Ritratto di Anna Ebreù, moglie del pittore
1727-1735 circa
olio su tela, cm 98 x 75
provenienza: Napoli, eredità Francesco De Mura (1782) inv. Spadetta 1782: s.n.; inv. Palumbo 1782: s.n.; inv. Fischetti, Bardellino I 1783: 77°/2; inv. Fischetti, Bardellino II 1783: 77°/2; inv. 2009-2010: 66; scheda OA: 15/00410031
Dai precisi tratti somatici, tipicamente legata alla ritrattistica ufficiale, la donna raffigurata è Anna Ebreù, sposa di Francesco De Mura dal 1727 e morta, molti anni prima del marito, nel 1768. Il riconoscimento con la moglie del pittore, descritta non proprio in modo lusinghiero nel testamento del marito (Appendice II, 302), di professione “lavandaia”, è in contrasto con l’impostazione aristocratica del ritratto, a tal punto da indurre la critica a dubitare dell’identificazione: “l’esaltata ostentazione di questa giovanile bellezza, la proterva e quasi impudica sicurezza del personaggio, le belle virginali mani affusolate ad intrecciare il ricciolo, l’occhio vellutato a scrutar l’astante con aristocratica ironia” (Causa 1970) hanno fatto avanzare l’ipotesi che si trattasse piuttosto di una donna di nobili natali, come ad esempio Faustina Pignatelli, anch’essa citata negli inventari. Ma il riscontro documentario non lascia dubbi e in occasione della mostra monografica sul pittore si è avuto modo di chiarire il soggetto del dipinto (Gazzara 2016), mettendo a confronto i diversi atti della donazione del pittore, allora in parte inediti e oggi in questo catalogo riuniti e trascritti integralmente, la cui lettura comparata fornisce diverse precisazioni sulle opere citate.

Sezione dati

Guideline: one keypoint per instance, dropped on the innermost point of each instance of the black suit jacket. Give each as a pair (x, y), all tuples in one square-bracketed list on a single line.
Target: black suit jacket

Lavoro da svolgere
1. Riscrivi in forma di elenco il paragrafo della scheda sul ritratto che comincia con "Dai precisi tratti somatici", conservandone i fatti principali.
2. Scrivi il seguito della scheda sul ritratto, partendo subito dopo la sua ultima frase.

Risposte qui sotto
1.
- La donna ritratta è Anna Ebreù, sposa di Francesco De Mura dal 1727 e morta nel 1768, molti anni prima del marito.
- Nel testamento del pittore è descritta in modo poco lusinghiero, come "lavandaia".
- L'impostazione aristocratica del ritratto ha spinto la critica (Causa 1970) a dubitare dell'identificazione. Si è ipotizzata una donna di nobili natali, come Faustina Pignatelli, citata anch'essa negli inventari.
- I documenti però non lasciano dubbi. In occasione della mostra monografica sul pittore (Gazzara 2016) il soggetto è stato chiarito confrontando i diversi atti della donazione. Allora erano in parte inediti, oggi sono riuniti e trascritti integralmente nel catalogo.

2.
Tra i dipinti donati da Francesco De Mura al Pio Monte della Misericordia insieme al suo ingente patrimonio, vi sono due versioni di autoritratti e un ritratto della moglie. Il primo inventario, redatto subito dopo la morte del pittore, fu stilato nell’agosto del 1782 da Ignazio Spadetta, che annota il contenuto di tutta la casa. Nella “stanza da mangiare” leggiamo: “un Ritratto della commoglie di detto quondam don Francesco, di palmi 3 per 4, con cornice indorata” (Appendice II, 303). Il successivo inventario, datato 9 settembre 1782, fu steso da Francesco Palumbo, allievo di De Mura, chiamato a valutare i dipinti. Qui, il ritratto in esame è annotato insieme a quello del pittore: “Ritratto del signor don Francesco de Muro, si valuta, per il valore del pennello e per essere al vivo, docati, compreso quello della moglie, 1000” (Appendice II, 304). I prezzi decisivi dei dipinti furono stabiliti da Fedele Fischetti e Pietro Bardellino nel 1783, allievi del pittore, che stesero un doppio inventario in cui compaiono ancora i due ritratti in coppia. Nel primo di questi due inventari si legge: “I ritratti marito e moglie del fu De Muro, [ducati] 300” (cfr. Ceci 1933c e Appendice II, 307), annotazione che nel secondo elenco si ripete pressoché identica (cfr. Gazzara 2008a e Appendice II, 308).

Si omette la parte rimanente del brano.